— EXERCICES PROPOSÉS —
1. D'où et à quelle date la lettre à M. Maigrot est-elle écrite ?
2. Rédigez la suite de la lettre à M. Maigrot en reprenant juste après sa dernière phrase.

— TEXTE EXTRAIT —
━━━━━━━━━━━━━━━━
7179. — À M. MAIGROT.
À Ferney, 12 février.

Je vous remercie, monsieur, de toutes vos bontés. La lettre de Louis XIV m’était absolument nécessaire : elle fait voir avec évidence qu’il en voulait personnellement à l’archevêque de Cambrai[1]. Je trouve que, dans cette affaire, ce monarque se conduisit plus en homme piqué qu’en roi ; et que le cardinal de Bouillon concilia noblement son devoir d’ambassadeur avec celui d’un ami.

J’ai déjà donné la bataille de Steinkerque. J’ai dit simplement que la France regretta le prince de Turenne, qui donnait l’espérance d’égaler un jour son grand-oncle[2].
━━━━━━━━━━━━━━━━
Pointage d'objets sur photos

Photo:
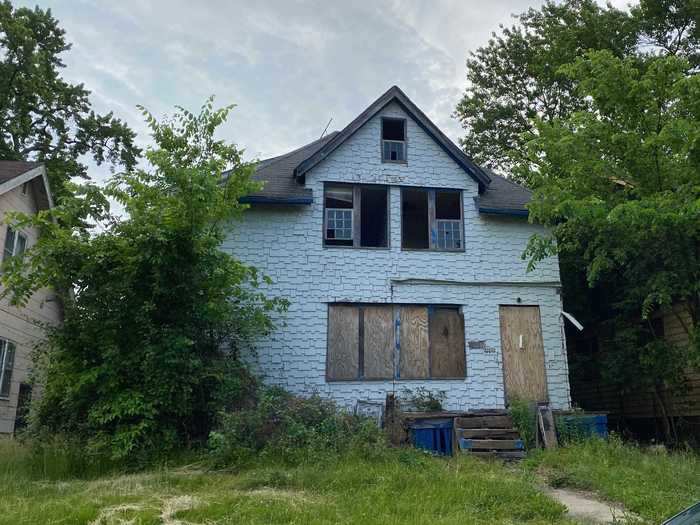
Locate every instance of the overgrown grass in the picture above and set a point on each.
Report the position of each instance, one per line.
(398, 486)
(654, 485)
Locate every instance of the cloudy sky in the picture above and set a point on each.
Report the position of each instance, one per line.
(290, 66)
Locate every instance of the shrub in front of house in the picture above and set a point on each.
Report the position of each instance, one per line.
(292, 428)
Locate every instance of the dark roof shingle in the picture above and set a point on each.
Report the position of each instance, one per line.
(504, 196)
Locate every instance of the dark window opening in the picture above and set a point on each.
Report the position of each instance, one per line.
(393, 140)
(393, 129)
(356, 216)
(415, 222)
(373, 217)
(448, 216)
(448, 205)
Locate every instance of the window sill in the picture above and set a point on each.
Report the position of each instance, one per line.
(333, 247)
(428, 250)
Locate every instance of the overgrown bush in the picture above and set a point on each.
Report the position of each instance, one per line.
(156, 314)
(292, 428)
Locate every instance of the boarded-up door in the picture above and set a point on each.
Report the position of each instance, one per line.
(523, 353)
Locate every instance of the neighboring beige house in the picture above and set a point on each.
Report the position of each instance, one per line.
(24, 188)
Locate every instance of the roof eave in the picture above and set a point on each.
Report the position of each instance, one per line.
(395, 94)
(515, 212)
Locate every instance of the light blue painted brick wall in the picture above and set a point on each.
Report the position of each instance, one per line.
(286, 244)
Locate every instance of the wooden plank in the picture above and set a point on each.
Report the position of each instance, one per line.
(413, 359)
(472, 433)
(447, 358)
(342, 361)
(484, 422)
(523, 364)
(379, 342)
(545, 422)
(491, 444)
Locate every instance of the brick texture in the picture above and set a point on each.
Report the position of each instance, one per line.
(286, 243)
━━━━━━━━━━━━━━━━
— RÉPONSES —
1. De Ferney, le 12 février.

2.
J’ai retrouvé heureusement la lettre de Louis XIV au cardinal de La Trimouille[3], écrite en 1710, contre le cardinal de Bouillon. Il dit, dans cette lettre, qu’il est à craindre que ce doyen du sacré-collége ne devienne un jour pape. Cette anecdote est curieuse, et mérite de passer à la postérité. Le temps est venu où la vérité doit paraître ; et, quand on la dit sans blesser les bienséances, on ne doit déplaire à personne.

Je vous supplie, monsieur, de vouloir bien présenter mon respect et mes remerciements à monseigneur le duc de Bouillon. Je ne suis point étonné qu’un homme de votre mérite soit auprès de lui. On ne peut-être plus reconnaissant que je le suis des lumières que vous m’avez communiquées.

J’ai l’honneur d’être avec tous les sentiments d’un cœur pénétré de vos bontés, monsieur, votre, etc.

  1. Voyez tome XV, page 73.
  2. Voyez tome XIV, page 315.
  3. Voyez tome XV, page 75.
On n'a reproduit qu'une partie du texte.